*** Block opens ***
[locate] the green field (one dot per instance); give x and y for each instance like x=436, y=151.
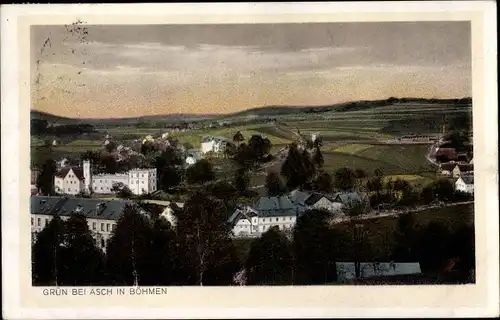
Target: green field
x=379, y=232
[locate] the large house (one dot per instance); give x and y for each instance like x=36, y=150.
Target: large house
x=102, y=216
x=69, y=180
x=346, y=271
x=266, y=213
x=213, y=144
x=465, y=184
x=75, y=180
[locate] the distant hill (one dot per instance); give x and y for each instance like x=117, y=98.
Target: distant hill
x=343, y=107
x=259, y=111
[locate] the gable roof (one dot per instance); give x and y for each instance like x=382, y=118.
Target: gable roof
x=469, y=180
x=275, y=206
x=346, y=270
x=63, y=172
x=90, y=208
x=449, y=152
x=448, y=166
x=315, y=197
x=298, y=196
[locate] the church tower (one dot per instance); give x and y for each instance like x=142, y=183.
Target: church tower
x=87, y=175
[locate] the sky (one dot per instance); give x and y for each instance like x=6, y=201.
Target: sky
x=128, y=71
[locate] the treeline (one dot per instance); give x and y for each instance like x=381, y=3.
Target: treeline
x=42, y=127
x=200, y=251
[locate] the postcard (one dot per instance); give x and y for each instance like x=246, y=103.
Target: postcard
x=250, y=160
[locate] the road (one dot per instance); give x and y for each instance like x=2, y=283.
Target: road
x=378, y=214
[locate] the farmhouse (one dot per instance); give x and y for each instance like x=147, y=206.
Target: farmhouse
x=213, y=144
x=102, y=216
x=462, y=169
x=266, y=213
x=446, y=169
x=75, y=180
x=465, y=184
x=319, y=201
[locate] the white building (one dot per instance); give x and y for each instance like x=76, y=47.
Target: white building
x=72, y=180
x=102, y=216
x=214, y=144
x=266, y=213
x=465, y=184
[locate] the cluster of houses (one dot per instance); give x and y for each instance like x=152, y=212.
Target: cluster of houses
x=457, y=166
x=73, y=180
x=102, y=216
x=283, y=211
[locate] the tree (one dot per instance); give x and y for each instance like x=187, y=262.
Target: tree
x=168, y=167
x=270, y=260
x=148, y=147
x=406, y=238
x=83, y=260
x=274, y=185
x=238, y=138
x=241, y=180
x=345, y=179
x=128, y=251
x=314, y=248
x=111, y=146
x=46, y=253
x=317, y=158
x=200, y=172
x=45, y=179
x=360, y=173
x=108, y=163
x=323, y=183
x=203, y=233
x=297, y=168
x=121, y=190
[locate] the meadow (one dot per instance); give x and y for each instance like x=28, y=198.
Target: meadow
x=378, y=233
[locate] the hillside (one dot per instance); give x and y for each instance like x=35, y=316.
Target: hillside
x=267, y=111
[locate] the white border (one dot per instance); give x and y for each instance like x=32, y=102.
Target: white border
x=485, y=141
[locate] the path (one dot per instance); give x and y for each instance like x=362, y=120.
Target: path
x=380, y=214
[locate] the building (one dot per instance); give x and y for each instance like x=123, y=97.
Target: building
x=346, y=271
x=267, y=212
x=102, y=216
x=446, y=169
x=69, y=180
x=192, y=156
x=321, y=202
x=169, y=212
x=352, y=200
x=213, y=144
x=465, y=184
x=445, y=154
x=75, y=180
x=462, y=169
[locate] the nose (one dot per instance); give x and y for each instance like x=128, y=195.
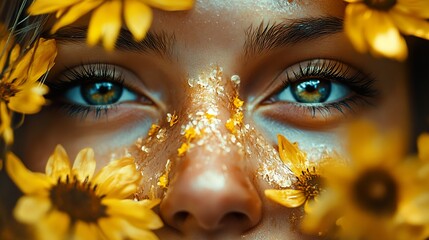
*** Block closes ***
■ What is being asked ■
For this exercise, set down exactly the lines that run from the line holding "[locate] the path" to the last line of the records above; include both end lines and omit pictures.

■ Completed exercise ■
[locate] the path (one dot per instance); give x and y for each instance like x=362, y=120.
Target: path
x=380, y=214
[locate] the building (one dot per instance); give x and y for each instance like x=123, y=97.
Target: building
x=346, y=271
x=267, y=212
x=102, y=216
x=446, y=169
x=69, y=180
x=192, y=156
x=321, y=202
x=169, y=212
x=352, y=200
x=213, y=144
x=465, y=184
x=445, y=154
x=75, y=180
x=462, y=169
[locate] the nose (one dot per instance); give x and y for each instance like x=128, y=195.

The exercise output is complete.